* [INSTRUCTION 1] What PyTorch version does the nn.Linear tutorial say it uses?

* [PASSAGE GIVEN]
####################

PyTorch - nn.Linear

nn.Linear(n,m) is a module that creates single layer feed forward network with n inputs and m output. Mathematically, this module is designed to calculate the linear equation Ax = b where x is input, b is output, A is weight. This is where the name 'Linear' came from.

Creating a FeedForwardNetwork

FeedForward Evaluation

NOTE : The Pytorch version that I am using for this tutorial is as follows.

>>> print(torch.__version__)

1.0.1

Creating a FeedForwardNetwork

To use nn.Linear module, you have to import torch as below.

import torch

2 Inputs and 1 output (1 neuron)

net = torch.nn.Linear(2,1);

This creates a network as shown below. Weight and Bias is set automatically.

You can print out overal network structure and Weight & Bias that was automatically set as follows.

print('network structure : torch.nn.Linear(2,1) :\n',net)

print('Weight of network :\n',net.weight)

print('Bias of network :\n',net.bias)

==> network structure : torch.nn.Linear(2,1) :

Linear(in_features=2, out_features=1, bias=True)

Weight of network :

Parameter containing:

tensor([[ 0.6930, -0.2363]], requires_grad=True)

Bias of network :

Parameter containing:

tensor([0.3855], requires_grad=True)

2 Inputs and 2 outputs (2 neuron)

net = torch.nn.Linear(2,2);

This creates a network as shown below. Weight and Bias is set automatically.

You can print out overal network structure and Weight & Bias that was automatically set as follows.

print('network structure : torch.nn.Linear(2,2) :\n',net)

print('Weight of network :\n',net.weight)

print('Bias of network :\n',net.bias)

==> network structure : torch.nn.Linear(2,2) :

Linear(in_features=2, out_features=2, bias=True)

Weight of network :

Parameter containing:

tensor([[ 0.4992, -0.1154],

[ 0.2762, -0.0332]], requires_grad=True)

Bias of network :

Parameter containing:

tensor([-0.5019, 0.2884], requires_grad=True)

2 Inputs and 3 output (3 neuron)

net = torch.nn.Linear(2,3);

This creates a network as shown below. Weight and Bias is set automatically.

You can print out overal network structure and Weight & Bias that was automatically set as follows.

print('network structure : torch.nn.Linear(2,3) :\n',net)

print('Weight of network :\n',net.weight)

print('Bias of network :\n',net.bias)

==> network structure : torch.nn.Linear(2,3) :

Linear(in_features=2, out_features=3, bias=True)

Weight of network :

Parameter containing:

tensor([[ 0.2799, 0.6430],

[ 0.4635, -0.2675],

[-0.1784, -0.4651]], requires_grad=True)

####################

* [DATA SECTION]

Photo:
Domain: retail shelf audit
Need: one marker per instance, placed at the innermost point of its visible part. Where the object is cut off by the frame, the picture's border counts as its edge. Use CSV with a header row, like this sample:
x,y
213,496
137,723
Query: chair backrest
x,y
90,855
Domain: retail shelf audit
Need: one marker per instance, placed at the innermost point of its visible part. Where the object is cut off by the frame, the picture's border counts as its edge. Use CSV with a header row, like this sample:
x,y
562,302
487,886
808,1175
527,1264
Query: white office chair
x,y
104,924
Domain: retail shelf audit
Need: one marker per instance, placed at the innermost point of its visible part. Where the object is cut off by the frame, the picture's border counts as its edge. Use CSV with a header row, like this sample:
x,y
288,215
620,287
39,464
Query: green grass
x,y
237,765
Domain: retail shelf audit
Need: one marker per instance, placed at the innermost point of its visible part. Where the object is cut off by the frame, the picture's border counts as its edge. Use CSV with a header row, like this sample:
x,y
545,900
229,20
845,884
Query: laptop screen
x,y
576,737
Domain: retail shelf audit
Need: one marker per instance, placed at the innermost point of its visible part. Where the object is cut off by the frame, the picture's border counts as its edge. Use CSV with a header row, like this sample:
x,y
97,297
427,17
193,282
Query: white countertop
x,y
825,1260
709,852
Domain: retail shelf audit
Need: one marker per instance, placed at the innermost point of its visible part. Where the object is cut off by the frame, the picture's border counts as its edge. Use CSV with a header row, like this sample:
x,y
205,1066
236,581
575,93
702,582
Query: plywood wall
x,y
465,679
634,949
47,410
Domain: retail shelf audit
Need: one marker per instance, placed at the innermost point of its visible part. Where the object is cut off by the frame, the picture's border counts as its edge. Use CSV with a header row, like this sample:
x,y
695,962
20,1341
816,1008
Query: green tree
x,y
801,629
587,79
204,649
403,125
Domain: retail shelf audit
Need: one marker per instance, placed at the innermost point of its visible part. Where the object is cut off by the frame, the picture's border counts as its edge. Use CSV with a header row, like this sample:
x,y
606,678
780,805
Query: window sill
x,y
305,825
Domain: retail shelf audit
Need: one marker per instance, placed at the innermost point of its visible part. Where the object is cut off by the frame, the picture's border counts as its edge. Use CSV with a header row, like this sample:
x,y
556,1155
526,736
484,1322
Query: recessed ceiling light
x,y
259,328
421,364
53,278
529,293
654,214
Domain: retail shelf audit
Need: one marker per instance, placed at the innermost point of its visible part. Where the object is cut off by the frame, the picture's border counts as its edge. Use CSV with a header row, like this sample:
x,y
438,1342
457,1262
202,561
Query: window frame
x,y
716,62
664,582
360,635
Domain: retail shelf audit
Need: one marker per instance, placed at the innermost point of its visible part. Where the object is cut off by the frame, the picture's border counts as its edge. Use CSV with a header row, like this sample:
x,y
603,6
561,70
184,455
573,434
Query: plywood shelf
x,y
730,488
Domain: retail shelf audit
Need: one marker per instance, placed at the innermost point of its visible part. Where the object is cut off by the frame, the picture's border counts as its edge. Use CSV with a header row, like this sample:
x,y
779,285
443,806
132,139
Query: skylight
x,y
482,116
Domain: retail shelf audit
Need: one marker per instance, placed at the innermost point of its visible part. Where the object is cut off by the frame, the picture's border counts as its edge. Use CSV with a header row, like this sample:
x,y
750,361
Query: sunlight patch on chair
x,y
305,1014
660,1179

####################

* [INSTRUCTION 2] How many lines in the rows above contain the string "window"? Reply with the number only.

* [RESULT 1] 1.0.1

* [RESULT 2] 2